◆ **WHAT TO WORK ON**
(1) In the letter-replacement passage, what does replacing the first letter of 'ear' with 'e' return?
(2) Retype the letter-replacement passage from "# Generate all split" up to and including "replace_l = sorted(replace_l)".
(3) Write what comes next in the letter-replacement passage, picking up after its final line.

◆ **SELECTED PASSAGE**
— Begin —
It is expected in this routine that one or more of the replacements will include the original word. For example, replacing the first letter of 'ear' with 'e' will return 'ear'.

**Step 3:** Remove the original input letter from the output.

In [71]:
def replace_letter(word, verbose=False):
        
    letters = 'abcdefghijklmnopqrstuvwxyz'
    
    replace_l = []
    split_l = []
    
    
    # Generate all split pairs
    split_l = [(word[:i], word[i:]) for i in range(len(word))]
    
    # Generate all possible words by replacing one character
    replace_l = [L + c + R[1:] for L, R in split_l if R for c in letters if c != R[0]]
    
    
    # Sort the list, for easier viewing
    replace_l = sorted(replace_l)
— End —
◆ **DATA**
— Begin —
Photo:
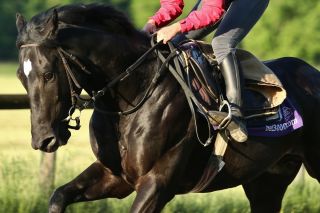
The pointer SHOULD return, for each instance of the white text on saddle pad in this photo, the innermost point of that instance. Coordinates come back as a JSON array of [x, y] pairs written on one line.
[[27, 67]]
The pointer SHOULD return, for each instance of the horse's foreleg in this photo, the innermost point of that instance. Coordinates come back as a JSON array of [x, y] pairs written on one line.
[[159, 185], [266, 192], [94, 183]]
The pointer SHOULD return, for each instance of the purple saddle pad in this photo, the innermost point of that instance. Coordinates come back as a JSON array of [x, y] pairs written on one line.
[[284, 122]]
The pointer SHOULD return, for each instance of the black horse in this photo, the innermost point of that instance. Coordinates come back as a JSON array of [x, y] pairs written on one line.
[[153, 151]]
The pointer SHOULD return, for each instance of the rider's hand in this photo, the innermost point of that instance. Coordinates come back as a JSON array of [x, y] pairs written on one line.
[[167, 33], [150, 27]]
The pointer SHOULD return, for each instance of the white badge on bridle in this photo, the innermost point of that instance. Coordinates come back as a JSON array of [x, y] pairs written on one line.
[[27, 67]]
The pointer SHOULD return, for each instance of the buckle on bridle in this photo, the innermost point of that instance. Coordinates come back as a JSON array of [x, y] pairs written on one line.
[[226, 121], [72, 117]]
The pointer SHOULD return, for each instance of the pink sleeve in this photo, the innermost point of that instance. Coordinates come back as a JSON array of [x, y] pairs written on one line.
[[169, 10], [210, 12]]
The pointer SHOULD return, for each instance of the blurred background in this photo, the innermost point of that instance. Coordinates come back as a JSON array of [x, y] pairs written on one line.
[[288, 28]]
— End —
◆ **ANSWERS TO THE EXERCISES**
(1) It returns 'ear'.

(2)
# Generate all split pairs
    split_l = [(word[:i], word[i:]) for i in range(len(word))]
    
    # Generate all possible words by replacing one character
    replace_l = [L + c + R[1:] for L, R in split_l if R for c in letters if c != R[0]]
    
    
    # Sort the list, for easier viewing
    replace_l = sorted(replace_l)

(3)
    
    if verbose: print(f"Input word = {word} \nsplit_l = {split_l} \nreplace_l {replace_l}")   
    
    return replace_l


In [72]:
replace_l = replace_letter(word='can',
                              verbose=True)

Input word = can 
split_l = [('', 'can'), ('c', 'an'), ('ca', 'n')] 
replace_l ['aan', 'ban', 'caa', 'cab', 'cac', 'cad', 'cae', 'caf', 'cag', 'cah', 'cai', 'caj', 'cak', 'cal', 'cam', 'cao', 'cap', 'caq', 'car', 'cas', 'cat', 'cau', 'cav', 'caw', 'cax', 'cay', 'caz', 'cbn', 'ccn', 'cdn', 'cen', 'cfn', 'cgn', 'chn', 'cin', 'cjn', 'ckn', 'cln', 'cmn', 'cnn', 'con', 'cpn', 'cqn', 'crn', 'csn', 'ctn', 'cun', 'cvn', 'cwn', 'cxn', 'cyn', 'czn', 'dan', 'ean', 'fan', 'gan', 'han', 'ian', 'jan', 'kan', 'lan', 'man', 'nan', 'oan', 'pan', 'qan', 'ran', 'san', 'tan', 'uan', 'van', 'wan', 'xan', 'yan', 'zan']


In [73]:
# test # 2
print(f"Number of outputs of replace_letter('at') is {len(replace_letter('at'))}")

Number of outputs of replace_letter('at') is 50


In [74]:
# Test your function
w1_unittest.test_replace_letter(replace_letter)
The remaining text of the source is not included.